# SELECTED EXCERPT
╭──
Healthy and pink nodules were selected for the isolation of rhizobia using standard protocol described by Somasegaran and Hoben (1994). A total 40 rhizobia were obtained and maintained on screw-capped YEMA slant bottles and preserved at 4°C.
 
Morphological characterization
 
Rhizobia isolates were examined for morphological characterization such as colony morphology, cell shape, border, muscocity, transparency, colour and gram staining using standard microbiological techniques described by Somasegaran and Hoben (1994).
 
Biochemical characterization
 
Biochemical test was done for all forty rhizobia isolates with standard techniques and its includes growth on glucose peptone agar, growth on YEMA with bromothymol blue, IAA production test, phosphate solubilisation test, ammonia production test, carbohydrate fermentation test, citrate utilization test, catalase test.
 
Gram staining
 
Gram reaction was carried out for bacterial isolates to classify them in two groups i.e., gram positive and gram negative as protocol given by Vincent, (1970). Young 2-3 days old pure cultures of YEMB were smeared on slides. The wet smear was air dried heat fixed and then gram stained. Prepared slides were observed under oil immersion on a compound microscope (Leica Microsystems).
 
Growth on glucose peptone agar
 
Growth on glucose peptone agar was done according to the protocol given by Kleczkowska et al., (1968). Isolated rhizobia were cultured in peptone glucose agar medium and plates were incubated at 28±2°C for 72-96 hours.
╰──
# RECORD EXCERPTS
╭──
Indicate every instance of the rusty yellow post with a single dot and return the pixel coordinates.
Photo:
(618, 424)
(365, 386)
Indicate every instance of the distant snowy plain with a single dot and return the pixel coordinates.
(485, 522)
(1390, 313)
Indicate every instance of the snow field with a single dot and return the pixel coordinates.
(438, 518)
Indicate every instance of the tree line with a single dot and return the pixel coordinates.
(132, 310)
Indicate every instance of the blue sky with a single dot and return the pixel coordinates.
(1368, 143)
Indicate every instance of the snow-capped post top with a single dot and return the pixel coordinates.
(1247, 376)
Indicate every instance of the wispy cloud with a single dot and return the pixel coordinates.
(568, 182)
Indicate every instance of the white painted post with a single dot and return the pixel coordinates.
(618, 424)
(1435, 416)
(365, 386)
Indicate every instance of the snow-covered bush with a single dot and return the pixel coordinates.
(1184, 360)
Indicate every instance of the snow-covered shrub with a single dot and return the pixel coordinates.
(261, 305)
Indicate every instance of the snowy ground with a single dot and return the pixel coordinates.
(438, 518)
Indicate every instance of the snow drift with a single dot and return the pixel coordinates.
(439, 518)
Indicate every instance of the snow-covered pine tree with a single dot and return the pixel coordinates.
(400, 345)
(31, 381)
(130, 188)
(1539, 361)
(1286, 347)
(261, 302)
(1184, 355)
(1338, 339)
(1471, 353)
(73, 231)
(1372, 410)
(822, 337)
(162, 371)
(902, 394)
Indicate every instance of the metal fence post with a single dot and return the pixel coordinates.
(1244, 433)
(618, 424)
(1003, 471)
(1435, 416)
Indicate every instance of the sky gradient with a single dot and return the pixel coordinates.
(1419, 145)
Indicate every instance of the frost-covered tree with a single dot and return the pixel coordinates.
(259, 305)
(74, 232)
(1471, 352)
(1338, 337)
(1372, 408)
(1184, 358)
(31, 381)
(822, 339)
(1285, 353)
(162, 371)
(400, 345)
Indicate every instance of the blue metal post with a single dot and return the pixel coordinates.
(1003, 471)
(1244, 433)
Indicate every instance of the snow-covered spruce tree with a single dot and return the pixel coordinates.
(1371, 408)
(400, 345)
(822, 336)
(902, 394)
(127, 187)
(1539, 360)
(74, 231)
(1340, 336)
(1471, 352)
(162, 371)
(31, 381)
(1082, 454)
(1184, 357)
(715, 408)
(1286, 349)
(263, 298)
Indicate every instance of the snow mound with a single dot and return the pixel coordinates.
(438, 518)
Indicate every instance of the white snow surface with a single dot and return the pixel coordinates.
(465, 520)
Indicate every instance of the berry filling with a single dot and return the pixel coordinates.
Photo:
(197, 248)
╰──
# PROBLEM 1
Answer these from the rhizobia methods text:
(a) How many rhizobia were obtained?
(b) At what temperature were the rhizobia preserved?
(c) For how long were the glucose peptone agar plates incubated?
# PROBLEM 2
List every biochemical test that the rhizobia methods text says was done on the isolates.
# PROBLEM 3
Write the next part of the rhizobia methods text, picking up after its last sentence.
The rows are unrelated material, apart from the rhizobia methods text.

# ANSWER 1
(a) 40
(b) 4°C
(c) 72-96 hours

# ANSWER 2
- Growth on glucose peptone agar
- Growth on YEMA with bromothymol blue
- IAA production test
- Phosphate solubilisation test
- Ammonia production test
- Carbohydrate fermentation test
- Citrate utilization test
- Catalase test

# ANSWER 3
Growth on YEMA with bromo thymol blue
 
The production of acid or alkali was determined in YEMA medium containing bromo thymol blue according to the protocol given by Vincent, (1970). One ml of 1 per cent Bromothymol blue (BTB) was prepared and added to 10 ml of YEMA medium and poured in sterile petri plates then allowed to solidify. A loopful of Rhizobia isolates were inoculated on the media plates and incubated at 28±2°C for 7 days in dark. The isolates that changed the green colour of YEMA-BTB medium to blue were considered as alkaline producers and slow growers.
 
IAA production test
 
IAA production by the isolates was studied by the method of Hartmann et al., (1983).
 
Phosphates solubilisation test
 
Phosphate solubilisation activity was done by prepared plated with Pikovskaya’s media and isolates were spot inoculated on the centre of agar plate aseptically. All the plates were incubated at 28 ± 2°C for 5-6 days. A clear zone around a growing colony indicated phosphate solubilisation (Pikovaskya, 1948).
 
Ammonia production test
 
Ammonia production of different isolates was done by methods of Laslo et al., (2012).
 
Carbohydrate fermentation and citrate utilization test
 
Both the tests were performed by methods of manual (Aneja, 2003), (APHA, 1998) and Bergey’s manual (1964). While catalase test was performed to study the presence of catalase enzyme in bacterial colonies. Pure isolates (24 h old) were taken on glass slides and one drop of H2O2 (30 per cent) was added. Appearance of gas bubble indicated the presence of catalase enzyme (Rangaswami and Bagyaraj, 1993). The effect of temperature was performed in terms of growth. Rhizobia were grown in YEMA medium on petriplates and incubated at three different temperatures viz., 28°C, 37°C and 48°C for 3 days and the growth was noted.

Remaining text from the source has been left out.